BEGIN Given records

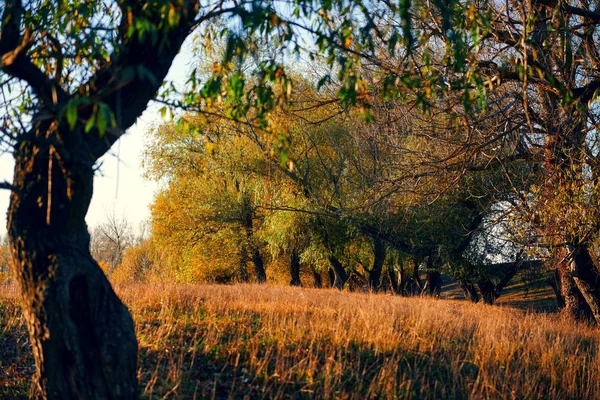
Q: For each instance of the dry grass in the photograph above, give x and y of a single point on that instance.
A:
(252, 341)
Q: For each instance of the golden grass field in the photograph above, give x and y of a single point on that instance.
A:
(251, 341)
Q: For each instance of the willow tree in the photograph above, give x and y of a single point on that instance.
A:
(75, 75)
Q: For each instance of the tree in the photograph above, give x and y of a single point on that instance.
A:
(110, 239)
(83, 71)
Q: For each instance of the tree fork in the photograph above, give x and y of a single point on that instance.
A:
(82, 335)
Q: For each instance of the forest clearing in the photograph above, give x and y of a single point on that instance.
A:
(264, 341)
(345, 170)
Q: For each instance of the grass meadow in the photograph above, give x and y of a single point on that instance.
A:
(251, 341)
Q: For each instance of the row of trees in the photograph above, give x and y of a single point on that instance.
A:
(507, 91)
(368, 204)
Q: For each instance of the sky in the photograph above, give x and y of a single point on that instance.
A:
(119, 185)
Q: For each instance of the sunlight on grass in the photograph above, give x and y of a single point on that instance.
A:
(251, 341)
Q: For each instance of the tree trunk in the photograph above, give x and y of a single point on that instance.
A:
(82, 336)
(434, 283)
(331, 275)
(340, 275)
(555, 285)
(295, 269)
(395, 280)
(259, 266)
(378, 259)
(318, 281)
(248, 223)
(488, 291)
(587, 279)
(416, 287)
(243, 275)
(573, 302)
(470, 290)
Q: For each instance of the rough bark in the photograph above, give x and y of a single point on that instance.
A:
(340, 275)
(571, 300)
(82, 335)
(295, 269)
(587, 279)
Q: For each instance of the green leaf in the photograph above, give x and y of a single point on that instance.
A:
(90, 123)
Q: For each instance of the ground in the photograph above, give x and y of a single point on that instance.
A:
(251, 341)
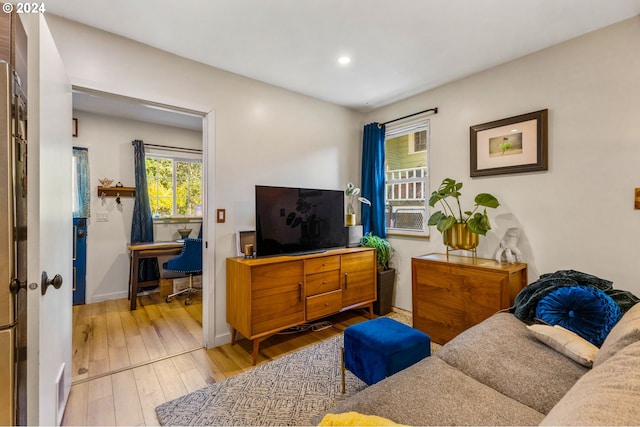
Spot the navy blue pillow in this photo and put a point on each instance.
(589, 312)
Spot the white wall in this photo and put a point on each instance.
(580, 213)
(263, 134)
(108, 140)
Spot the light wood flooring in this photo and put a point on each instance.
(125, 363)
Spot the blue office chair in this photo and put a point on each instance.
(189, 261)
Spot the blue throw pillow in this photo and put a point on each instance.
(589, 312)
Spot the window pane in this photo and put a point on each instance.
(175, 186)
(406, 183)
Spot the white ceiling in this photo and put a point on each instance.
(398, 47)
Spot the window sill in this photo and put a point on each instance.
(178, 220)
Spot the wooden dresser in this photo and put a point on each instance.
(268, 295)
(452, 293)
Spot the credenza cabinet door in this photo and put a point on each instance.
(277, 296)
(358, 278)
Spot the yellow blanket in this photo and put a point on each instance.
(355, 419)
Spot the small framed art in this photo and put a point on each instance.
(512, 145)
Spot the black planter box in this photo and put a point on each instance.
(384, 285)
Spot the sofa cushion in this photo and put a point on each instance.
(501, 353)
(566, 342)
(625, 332)
(607, 395)
(433, 393)
(588, 312)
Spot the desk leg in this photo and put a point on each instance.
(133, 292)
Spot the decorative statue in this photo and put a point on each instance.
(508, 246)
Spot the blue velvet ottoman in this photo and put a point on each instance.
(376, 349)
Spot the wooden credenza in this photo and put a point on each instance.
(268, 295)
(452, 293)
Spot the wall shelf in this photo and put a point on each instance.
(116, 191)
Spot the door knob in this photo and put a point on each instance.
(56, 282)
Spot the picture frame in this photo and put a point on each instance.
(244, 236)
(512, 145)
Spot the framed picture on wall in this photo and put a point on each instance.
(245, 236)
(512, 145)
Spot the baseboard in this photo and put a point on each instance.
(109, 297)
(221, 339)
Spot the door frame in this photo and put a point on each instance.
(208, 214)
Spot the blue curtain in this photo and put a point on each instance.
(373, 176)
(142, 223)
(81, 190)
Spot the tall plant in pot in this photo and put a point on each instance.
(353, 195)
(386, 275)
(460, 229)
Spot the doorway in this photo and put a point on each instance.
(97, 114)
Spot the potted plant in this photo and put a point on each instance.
(460, 230)
(386, 275)
(352, 192)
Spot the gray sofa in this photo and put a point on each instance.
(498, 373)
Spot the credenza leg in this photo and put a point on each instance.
(254, 353)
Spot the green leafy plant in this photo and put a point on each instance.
(477, 222)
(384, 251)
(352, 195)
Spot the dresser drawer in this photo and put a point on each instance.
(324, 304)
(322, 264)
(320, 283)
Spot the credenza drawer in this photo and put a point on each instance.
(320, 283)
(324, 304)
(322, 264)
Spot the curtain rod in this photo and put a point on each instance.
(169, 147)
(434, 110)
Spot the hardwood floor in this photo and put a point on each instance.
(125, 363)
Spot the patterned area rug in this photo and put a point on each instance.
(288, 391)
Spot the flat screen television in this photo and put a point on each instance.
(292, 221)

END Given records

__Task requirements__: Present every line of the data above as a numbered list, skipping blank lines. Leave the pictures out of your answer.

__Answer for this exercise__:
1. Q: For each instance of the dry grass in the photograph above, give x and y of a single point on that instance.
2. A:
3. (252, 341)
4. Q: For each instance of the golden grass field in the photograph above, give x and y of a single point on that instance.
5. A:
6. (251, 341)
7. Q: For each instance of the willow tree in the photograph above, give x and y of a single point on that instance.
8. A:
9. (75, 75)
10. Q: For each instance of the tree in the photograph above, give x and y of a single point on that instance.
11. A:
12. (110, 239)
13. (83, 71)
14. Q: For each instance of the tree fork in the photograph above, give x and y of a single point on that instance.
15. A:
16. (82, 335)
17. Q: For each instance of the forest clearing in the photograph above, give x and y of a single point on that instance.
18. A:
19. (264, 341)
20. (345, 170)
21. Q: For each instance of the grass meadow in the photograph above, give x and y of a single point on that instance.
22. A:
23. (251, 341)
24. Q: For each instance of the row of trees in the photograph above, give x and y of a single point on that instance.
25. A:
26. (507, 91)
27. (368, 204)
28. Q: For each instance of the sky in the photograph above, give x and y of a single point on that instance.
29. A:
30. (119, 185)
31. Q: For each instance of the sunlight on grass in the photograph above, give x and y of a single point on that instance.
32. A:
33. (251, 341)
34. Q: For each instance of the tree trunk in the photograph above, give x and y of a single point on that instance.
35. A:
36. (82, 336)
37. (434, 283)
38. (331, 275)
39. (340, 275)
40. (555, 285)
41. (295, 269)
42. (395, 280)
43. (259, 266)
44. (378, 259)
45. (318, 281)
46. (248, 223)
47. (488, 291)
48. (587, 279)
49. (416, 287)
50. (243, 275)
51. (573, 302)
52. (470, 290)
53. Q: For each instance of the rough bark in the photograph above, give x and y of a single point on that instance.
54. A:
55. (340, 275)
56. (571, 300)
57. (82, 335)
58. (295, 269)
59. (587, 279)
60. Q: For each instance of the green leaf in the photograph above, give x and y of a single point on that instance.
61. A:
62. (90, 123)
63. Q: For each instance of the ground in the photograph above, give x and y of a single point on that instance.
64. A:
65. (251, 341)
66. Spot the navy blue pillow in this photo and put a point on each instance.
67. (589, 312)
68. Spot the white wall in this photo and put a point on each instance.
69. (580, 213)
70. (263, 134)
71. (108, 140)
72. Spot the light wood flooring in this photo and put a point on each instance.
73. (125, 363)
74. Spot the blue office chair in this photo and put a point on each instance.
75. (189, 261)
76. Spot the blue throw pillow in this photo and put a point on each instance.
77. (589, 312)
78. Spot the window pane in this photo and put a point on each instance.
79. (175, 186)
80. (406, 183)
81. Spot the white ceiling in this photo and put a point on each instance.
82. (398, 47)
83. Spot the window sill in this photo and put a point on each instance.
84. (178, 220)
85. Spot the wooden dresser in this photo and put a point on each instance.
86. (268, 295)
87. (452, 293)
88. Spot the credenza cabinet door in this photo and put a point on each instance.
89. (277, 296)
90. (358, 278)
91. Spot the yellow blanket in this photo and put a point on each instance.
92. (355, 419)
93. Spot the small framed art in this photo and put a point on each instance.
94. (512, 145)
95. Spot the black planter box in this photo and put a point on each instance.
96. (384, 285)
97. Spot the sofa cushion in this photo and put a point on each instance.
98. (501, 353)
99. (566, 342)
100. (625, 332)
101. (607, 395)
102. (433, 393)
103. (588, 312)
104. Spot the desk leg in this photo and put a point on each instance.
105. (133, 292)
106. Spot the decorative statue in this photo and put a point on each instance.
107. (508, 246)
108. Spot the blue velvet ottoman in this photo and put a point on each instance.
109. (376, 349)
110. Spot the wooden credenza in this photo and put a point on each instance.
111. (268, 295)
112. (452, 293)
113. Spot the wall shelf in this photo and put a point on each instance.
114. (116, 191)
115. Spot the door knob in this photo and put a point on each instance.
116. (56, 282)
117. Spot the picture frame in this photo and put a point on each instance.
118. (244, 236)
119. (512, 145)
120. Spot the framed picture on wall in this photo and put a point on each instance.
121. (245, 236)
122. (512, 145)
123. Spot the baseboard in this photo and put a point on each instance.
124. (109, 297)
125. (221, 339)
126. Spot the door frame in this photo and put a point on each instance.
127. (208, 214)
128. Spot the blue curtain in this photo and put a point on each instance.
129. (373, 176)
130. (142, 223)
131. (81, 190)
132. Spot the tall plant in pot in this photo and put a point on each instance.
133. (353, 195)
134. (386, 275)
135. (460, 229)
136. Spot the doorway in this photo and put a point on each instance.
137. (97, 114)
138. Spot the potted plant in this photo and put a point on each instance.
139. (460, 230)
140. (386, 275)
141. (352, 192)
142. Spot the gray sofa in this photo and put a point on each instance.
143. (498, 373)
144. Spot the credenza leg in this photo and put a point on each instance.
145. (254, 353)
146. Spot the green leafy plant in this photo and put a point on each instance.
147. (477, 222)
148. (384, 251)
149. (352, 195)
150. Spot the dresser drawer in this photo and put a point on each instance.
151. (324, 304)
152. (322, 264)
153. (320, 283)
154. Spot the credenza drawer in this photo and put a point on each instance.
155. (320, 283)
156. (324, 304)
157. (322, 264)
158. Spot the curtain rod in this photo and put a point on each instance.
159. (169, 147)
160. (434, 110)
161. Spot the hardwood floor in this photo and put a point on each instance.
162. (125, 363)
163. Spot the patterned area rug in this photo and put a point on each instance.
164. (288, 391)
165. Spot the flat screen television in this photo and put a point on each instance.
166. (292, 221)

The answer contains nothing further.